= Beginning of Section =
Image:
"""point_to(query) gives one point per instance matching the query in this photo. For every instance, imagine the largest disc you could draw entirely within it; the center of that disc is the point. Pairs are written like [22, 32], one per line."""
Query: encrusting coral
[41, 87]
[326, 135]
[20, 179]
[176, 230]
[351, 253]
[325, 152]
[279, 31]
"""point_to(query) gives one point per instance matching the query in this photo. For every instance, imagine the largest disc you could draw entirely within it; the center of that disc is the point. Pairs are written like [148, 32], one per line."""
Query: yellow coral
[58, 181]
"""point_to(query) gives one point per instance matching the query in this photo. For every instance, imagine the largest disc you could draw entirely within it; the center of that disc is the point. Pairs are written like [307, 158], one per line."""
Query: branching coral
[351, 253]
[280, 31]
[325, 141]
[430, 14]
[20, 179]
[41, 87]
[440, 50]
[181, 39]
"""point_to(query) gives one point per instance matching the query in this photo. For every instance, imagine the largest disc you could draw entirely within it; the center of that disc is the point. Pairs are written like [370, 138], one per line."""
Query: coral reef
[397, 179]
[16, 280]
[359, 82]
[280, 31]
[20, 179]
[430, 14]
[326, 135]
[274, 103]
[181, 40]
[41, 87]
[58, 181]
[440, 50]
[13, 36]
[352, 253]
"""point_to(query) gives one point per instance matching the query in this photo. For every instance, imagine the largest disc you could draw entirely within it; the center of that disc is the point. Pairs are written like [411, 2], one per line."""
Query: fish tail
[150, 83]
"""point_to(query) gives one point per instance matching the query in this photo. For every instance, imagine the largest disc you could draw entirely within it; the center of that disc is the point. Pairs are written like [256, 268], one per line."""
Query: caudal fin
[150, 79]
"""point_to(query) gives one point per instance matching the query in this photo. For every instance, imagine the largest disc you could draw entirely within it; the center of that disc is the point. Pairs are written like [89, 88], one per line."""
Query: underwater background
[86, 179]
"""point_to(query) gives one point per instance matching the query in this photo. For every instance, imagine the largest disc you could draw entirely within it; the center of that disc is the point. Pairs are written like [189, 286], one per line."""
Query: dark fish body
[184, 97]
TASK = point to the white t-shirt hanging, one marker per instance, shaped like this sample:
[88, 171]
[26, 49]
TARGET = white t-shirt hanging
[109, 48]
= End of Section =
# Directions for this task
Please repeat the material in full, keeping it exact.

# Completed exercise
Image:
"""point_to(query) gives one point per instance matching the query in this photo. For every instance, imagine the largest disc you could draw entirely within it; the center of that disc is the point. Pairs are written like [22, 32], one per line."""
Query: encrusting coral
[41, 87]
[326, 135]
[20, 179]
[176, 230]
[351, 253]
[325, 152]
[279, 31]
"""point_to(query) gives one point per instance matching the query in this photo. For every instance, imagine the largest disc you could draw entirely within it; the center of that disc is the point. Pairs are written like [148, 32], one per line."""
Query: yellow coral
[58, 181]
"""point_to(query) gives one point per instance matching the query in this photo. For every instance, imagine the largest disc you could draw entirely within it; the center of that disc is the point. Pairs are written like [307, 158], one per line."""
Query: branching coral
[351, 253]
[280, 31]
[325, 141]
[430, 14]
[20, 179]
[41, 87]
[440, 50]
[181, 39]
"""point_to(query) gives one point per instance matching the query in this photo. For every instance, imagine the largest disc you could draw entirely within it; the center of that disc is the point. Pairs are written like [370, 138], one per line."""
Query: coral reef
[397, 179]
[16, 280]
[359, 82]
[280, 31]
[20, 179]
[430, 14]
[326, 135]
[274, 103]
[181, 40]
[41, 87]
[58, 181]
[440, 50]
[13, 36]
[352, 253]
"""point_to(query) gives one point per instance matching the query in this photo. For every instance, imagine the largest disc you could draw entirely within it; the center of that disc is the point. Pairs are written like [411, 2], one per line."""
Query: fish tail
[150, 83]
"""point_to(query) gives one point per instance matching the query in this photo. For every instance, imagine the largest disc you could draw entirely within it; the center of that disc is the point. Pairs are written like [256, 268], one per line."""
Query: caudal fin
[150, 79]
"""point_to(query) gives one point per instance matching the query in this photo. For every instance, imagine the largest disc you could draw entirely within it; the center of that disc is the point. Pairs are written like [89, 88], one per line."""
Query: underwater background
[86, 179]
"""point_to(query) gives one point per instance matching the query in this photo. For every instance, imagine the largest disc you could draw entirely within it; the center of that disc is the point. Pairs are written like [189, 286], one per line."""
Query: dark fish body
[184, 97]
TASK = point to the white t-shirt hanging, one marker per instance, shaped like this sample:
[88, 171]
[26, 49]
TARGET = white t-shirt hanging
[109, 48]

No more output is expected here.